*** Text segment ***

The Corner

Senator to AG: HHS Mandate Violates Federal Law

Ed Whelan has pointed out on NRO’s Bench Memos blog that the HHS mandate is a violation of the Religious Freedom Restoration Act. Ohio Senator Rob Portman makes this argument in a letter to Eric Holder: 

Last year, the Department of Health and Human Services (HHS) adopted a regulation that forces thousands of religious schools, hospitals, and charities in America to make a painful choice:  pay for medical services that violate their religious beliefs, or incur a massive government fine.  Two weeks ago, HHS responded to concerns voiced by the affected religious organizations by granting a one-year reprieve from the mandate — as though their faith-based objections will fade away in 12 months.  This affront to the right of conscience runs counter to our nation’s tradition of religious liberty and pluralism.  I believe it is also unlawful.  I write today to urge the Department of Justice to advise HHS to withdraw and revise this rule to comply with the Religious Freedom Restoration Act of 1993.

A bipartisan law signed by President Bill Clinton, the Religious Freedom Restoration Act (RFRA) requires the government to reasonably accommodate religious beliefs and practices that conflict with general regulation.  As President Clinton explained at the signing ceremony for RFRA, “the Government should be held to a very high level of proof before it interferes with someone’s free exercise of religion.” This letter explains why the HHS mandate falls far short of that high level of proof. …

Remarkably, in announcing this sweeping mandate under the Patient Protection and Affordable Care Act, HHS did not even mention RFRA, much less attempt to justify its actions under the strict scrutiny test that RFRA requires.

… The HHS mandate violates RFRA because it punishes religious employers who decline to participate in coverage of certain medical services — in particular, sterilization and contraception — that contradict their faith-based commitments.  And crucially, the mandate is not the “least restrictive means” to achieve the agency’s regulatory goals, as HHS’s own actions attest…  

First, the law is clear that individuals engage in protected “exercise of religion” under RFRA when, for bona fide religious reasons, they choose not to engage in certain conduct …The decision of a Catholic hospital, a Christian school, or a similar religious enterprise to decline to participate in insurance coverage of certain medical services that violate their sincere religious beliefs is … an “exercise of religion.”  Indeed, HHS conceded this point, admitting that the mandate will have an “effect on the religious beliefs of certain religious employers.

 Second, HHS’s threat of punitive fines for noncompliance with the mandate is a “substantial burden” under RFRA. … HHS is not merely conditioning a government benefit on compliance with a burdensome rule. … Instead, HHS intends to fine religious employers approximately $2,000 per employee — unless they subsidize medical services that violate the tenets of their faith.

*** End of Text segment ***

## Task requirements
Extend the post about the HHS mandate and the Religious Freedom Restoration Act, beginning right after its final sentence.

*** Supplied entries ***

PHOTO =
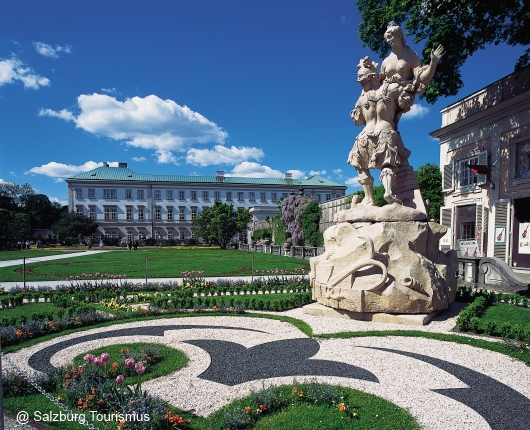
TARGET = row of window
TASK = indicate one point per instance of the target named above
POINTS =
(112, 194)
(111, 213)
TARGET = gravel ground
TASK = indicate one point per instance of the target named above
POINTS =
(444, 385)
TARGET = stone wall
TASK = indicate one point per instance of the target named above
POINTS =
(329, 209)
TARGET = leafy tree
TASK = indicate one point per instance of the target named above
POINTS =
(71, 224)
(279, 228)
(42, 212)
(461, 26)
(292, 209)
(430, 179)
(220, 223)
(379, 192)
(14, 196)
(310, 224)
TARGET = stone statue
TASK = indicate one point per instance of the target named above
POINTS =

*** End of Supplied entries ***

## Exercise answer
That penalty could devastate groups that refuse to subordinate their religious beliefs to this bureaucratic edict.  The second largest anti-poverty agency in America, Catholic Charities, employs 70,000 people nationwide; under the HHS mandate, Catholic Charities could face an annual fine in excess of $100 million.  It appears that one Catholic not-for-profit health system in Ohio could stand to pay millions of dollars in annual fines under the mandate.  Considering that the Supreme Court has found a substantial burden based on a fine as little as $5, the burden imposed by the HHS mandate is plainly substantial.

Third, because the HHS mandate substantially burdens the exercise of religion, it can survive scrutiny under RFRA only if the mandate is the “least restrictive means” available to serve a compelling government interest.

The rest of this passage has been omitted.